* **Task goal**
From the text on saving an endangered language in India, extract word for word the passage that begins with the words containing "Saving an Endangered" and ends with "part of China.".

* **Text section**
Saving an Endangered Language in India


Hrusso Aka, an indigenous language in northern India, was on the verge of extinction. A Jesuit, whose mother tongue was Konkani, a language along the western coast of India, came to help the Hrusso Aka natives save their dying language.




A tribal language in northern India was moving toward extinction in the late 1990s. In 1999, a 25-year-old Jesuit decided to live among its speakers to learn their tongue and help them prevent its slide down the deep pit of oblivion. The Hrusso Aka language is spoken by the indigenous people in the West Kameng district of Arunachal Pradesh, a state in the extreme northeastern section of India that Beijing claims as part of China.

The Hrusso Akas have a population of about 10,000, mentioned Fr. Vijay D’Souza, SJ, now 48 years of age. He has been working to preserve the language for many years.

“But according to our estimate, only about 4,000 to 5,000 people are speaking the language today,” he said. “So, it’s quite endangered that way.”

A language is considered endangered when the young are no longer learning to speak it, because the parents have stopped passing it on to them, D’Souza explained. That is what is happening in Hrusso Aka villages. “People stop passing on their own language to their children when they feel speaking that language is not to their advantage,” D’Souza said. “Parents think their children should speak Hindi, or English, in our context here. In other parts of the world, it may be Spanish or French.”

A mother tongue would run the risk of getting endangered when its people start thinking that speaking in a foreign language would promise them a better future, the linguist Jesuit pointed out. “I think that is one of the major reasons why a language is facing the threat of extinction,” he said.

But a language, especially a minority one, gets endangered not only by the prospects of better future of its speakers, but also by the government’s idea of achieving national integration that views minority languages as a threat to that goal, he noted. “Sometimes the language is banned in schools,” D’Souza said. “Parents may want to pass it on to their children, but the school says you need to speak only in this particular language.”

According to a National Geographic post on April 16, 2018, some 230 languages worldwide went extinct between the period of 1950 and 2010. “Children become smarter when they know more languages,” the priest said. “Children can easily learn more than one language.”


Prestige Languages

English is a prestige language in India, D’Souza said. People who speak English are regarded as educated.  “We can’t deny English is required for the children’s future, for them to connect to the global scenario and be part of the global community,” he said. “But there’s an erroneous belief that if you speak in your mother tongue it will hamper your ability to speak English, which is not true.”

Data entries:
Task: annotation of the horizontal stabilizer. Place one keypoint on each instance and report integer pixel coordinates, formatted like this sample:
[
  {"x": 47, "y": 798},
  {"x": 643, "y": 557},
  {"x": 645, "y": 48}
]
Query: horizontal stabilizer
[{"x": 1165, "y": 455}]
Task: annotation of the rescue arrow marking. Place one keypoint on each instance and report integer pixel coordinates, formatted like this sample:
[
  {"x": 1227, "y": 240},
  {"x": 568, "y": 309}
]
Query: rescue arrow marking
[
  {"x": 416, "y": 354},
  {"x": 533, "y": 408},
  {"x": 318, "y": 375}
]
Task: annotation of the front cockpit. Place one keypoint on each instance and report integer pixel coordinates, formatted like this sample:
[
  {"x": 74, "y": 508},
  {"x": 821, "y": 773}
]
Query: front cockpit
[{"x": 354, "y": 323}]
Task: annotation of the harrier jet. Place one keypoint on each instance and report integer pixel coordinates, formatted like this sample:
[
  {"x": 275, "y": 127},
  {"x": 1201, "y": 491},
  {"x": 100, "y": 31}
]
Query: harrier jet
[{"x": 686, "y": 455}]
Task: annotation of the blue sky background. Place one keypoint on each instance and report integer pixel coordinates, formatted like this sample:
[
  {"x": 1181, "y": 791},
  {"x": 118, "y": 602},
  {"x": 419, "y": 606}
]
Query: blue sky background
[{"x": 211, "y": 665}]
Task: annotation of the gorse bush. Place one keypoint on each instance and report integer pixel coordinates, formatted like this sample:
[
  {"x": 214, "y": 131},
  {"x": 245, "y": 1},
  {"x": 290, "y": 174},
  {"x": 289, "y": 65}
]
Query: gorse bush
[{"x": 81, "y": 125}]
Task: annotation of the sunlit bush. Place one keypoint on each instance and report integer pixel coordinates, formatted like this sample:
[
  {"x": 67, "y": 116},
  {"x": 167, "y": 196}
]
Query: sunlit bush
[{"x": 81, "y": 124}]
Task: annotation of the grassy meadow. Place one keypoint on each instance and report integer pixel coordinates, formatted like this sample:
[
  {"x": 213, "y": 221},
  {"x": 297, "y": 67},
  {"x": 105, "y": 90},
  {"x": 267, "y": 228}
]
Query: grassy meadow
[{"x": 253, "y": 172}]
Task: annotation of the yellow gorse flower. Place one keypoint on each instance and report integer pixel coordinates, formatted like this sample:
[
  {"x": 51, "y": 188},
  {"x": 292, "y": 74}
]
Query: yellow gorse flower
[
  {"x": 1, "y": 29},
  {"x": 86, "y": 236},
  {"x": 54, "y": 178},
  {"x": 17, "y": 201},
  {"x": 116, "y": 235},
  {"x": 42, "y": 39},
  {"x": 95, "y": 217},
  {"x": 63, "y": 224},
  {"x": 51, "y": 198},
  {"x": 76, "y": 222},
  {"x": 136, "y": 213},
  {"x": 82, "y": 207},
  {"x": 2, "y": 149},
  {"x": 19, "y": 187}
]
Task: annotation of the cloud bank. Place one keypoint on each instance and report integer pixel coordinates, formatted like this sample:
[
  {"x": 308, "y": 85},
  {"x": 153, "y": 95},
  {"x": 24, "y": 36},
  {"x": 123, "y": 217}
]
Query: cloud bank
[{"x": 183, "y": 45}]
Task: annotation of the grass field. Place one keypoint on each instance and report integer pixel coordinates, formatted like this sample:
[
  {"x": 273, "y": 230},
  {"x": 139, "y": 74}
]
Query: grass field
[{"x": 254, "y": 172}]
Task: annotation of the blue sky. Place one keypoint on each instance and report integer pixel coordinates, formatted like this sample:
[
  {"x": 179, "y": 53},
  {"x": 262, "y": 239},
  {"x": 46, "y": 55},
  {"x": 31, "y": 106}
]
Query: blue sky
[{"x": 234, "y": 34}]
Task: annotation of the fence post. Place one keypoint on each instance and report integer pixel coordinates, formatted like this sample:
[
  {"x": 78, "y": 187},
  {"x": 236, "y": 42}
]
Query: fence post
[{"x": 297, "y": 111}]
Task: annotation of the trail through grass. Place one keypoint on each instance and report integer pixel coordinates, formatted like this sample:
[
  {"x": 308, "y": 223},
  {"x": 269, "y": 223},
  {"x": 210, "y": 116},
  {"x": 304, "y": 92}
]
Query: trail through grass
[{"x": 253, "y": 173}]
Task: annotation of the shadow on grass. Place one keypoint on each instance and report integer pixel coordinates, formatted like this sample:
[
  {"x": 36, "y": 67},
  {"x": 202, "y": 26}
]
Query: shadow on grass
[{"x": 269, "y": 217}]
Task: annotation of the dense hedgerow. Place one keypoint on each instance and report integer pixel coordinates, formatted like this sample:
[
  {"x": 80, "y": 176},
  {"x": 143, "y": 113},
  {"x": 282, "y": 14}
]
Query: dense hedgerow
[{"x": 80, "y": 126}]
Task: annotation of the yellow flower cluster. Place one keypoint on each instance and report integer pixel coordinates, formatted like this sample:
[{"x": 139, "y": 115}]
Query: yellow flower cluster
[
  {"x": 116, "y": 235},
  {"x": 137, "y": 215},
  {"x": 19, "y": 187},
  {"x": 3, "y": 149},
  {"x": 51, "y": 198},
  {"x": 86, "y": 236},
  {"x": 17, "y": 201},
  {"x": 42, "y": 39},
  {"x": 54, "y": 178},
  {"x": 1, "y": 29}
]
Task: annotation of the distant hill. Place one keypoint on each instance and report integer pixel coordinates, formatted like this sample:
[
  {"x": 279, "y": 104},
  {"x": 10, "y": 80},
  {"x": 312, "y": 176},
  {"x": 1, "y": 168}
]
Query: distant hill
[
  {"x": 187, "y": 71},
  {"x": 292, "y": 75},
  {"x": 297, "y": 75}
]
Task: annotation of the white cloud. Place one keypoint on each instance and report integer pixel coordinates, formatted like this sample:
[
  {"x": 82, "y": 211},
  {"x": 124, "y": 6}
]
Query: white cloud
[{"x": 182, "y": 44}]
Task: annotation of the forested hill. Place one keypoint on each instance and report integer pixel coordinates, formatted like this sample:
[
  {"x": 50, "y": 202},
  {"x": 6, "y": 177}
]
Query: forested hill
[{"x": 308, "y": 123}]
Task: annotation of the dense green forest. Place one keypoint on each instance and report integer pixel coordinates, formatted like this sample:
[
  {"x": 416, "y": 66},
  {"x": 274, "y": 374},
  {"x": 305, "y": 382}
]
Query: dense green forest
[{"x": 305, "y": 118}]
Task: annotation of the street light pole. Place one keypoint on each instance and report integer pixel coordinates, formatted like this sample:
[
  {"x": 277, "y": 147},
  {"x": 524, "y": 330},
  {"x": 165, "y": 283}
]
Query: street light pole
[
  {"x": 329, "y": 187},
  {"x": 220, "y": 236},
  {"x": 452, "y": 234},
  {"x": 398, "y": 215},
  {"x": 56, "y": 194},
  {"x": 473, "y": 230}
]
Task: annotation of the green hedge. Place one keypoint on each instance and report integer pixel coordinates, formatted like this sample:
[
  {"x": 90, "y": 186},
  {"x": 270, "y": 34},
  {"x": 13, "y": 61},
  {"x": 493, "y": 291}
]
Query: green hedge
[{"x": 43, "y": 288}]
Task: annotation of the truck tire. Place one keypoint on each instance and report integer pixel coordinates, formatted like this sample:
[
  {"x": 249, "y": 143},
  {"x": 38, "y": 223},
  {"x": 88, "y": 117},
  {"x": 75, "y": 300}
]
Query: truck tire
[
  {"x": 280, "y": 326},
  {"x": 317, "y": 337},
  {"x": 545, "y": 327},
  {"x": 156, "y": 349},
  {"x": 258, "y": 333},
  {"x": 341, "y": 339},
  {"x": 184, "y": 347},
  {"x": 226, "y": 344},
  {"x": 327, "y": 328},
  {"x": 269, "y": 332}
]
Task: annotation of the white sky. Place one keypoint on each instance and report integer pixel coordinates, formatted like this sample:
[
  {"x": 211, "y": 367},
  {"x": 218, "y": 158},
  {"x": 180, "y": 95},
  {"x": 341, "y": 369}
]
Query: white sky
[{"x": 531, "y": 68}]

* **Task response**
Saving an Endangered Language in India


Hrusso Aka, an indigenous language in northern India, was on the verge of extinction. A Jesuit, whose mother tongue was Konkani, a language along the western coast of India, came to help the Hrusso Aka natives save their dying language.




A tribal language in northern India was moving toward extinction in the late 1990s. In 1999, a 25-year-old Jesuit decided to live among its speakers to learn their tongue and help them prevent its slide down the deep pit of oblivion. The Hrusso Aka language is spoken by the indigenous people in the West Kameng district of Arunachal Pradesh, a state in the extreme northeastern section of India that Beijing claims as part of China.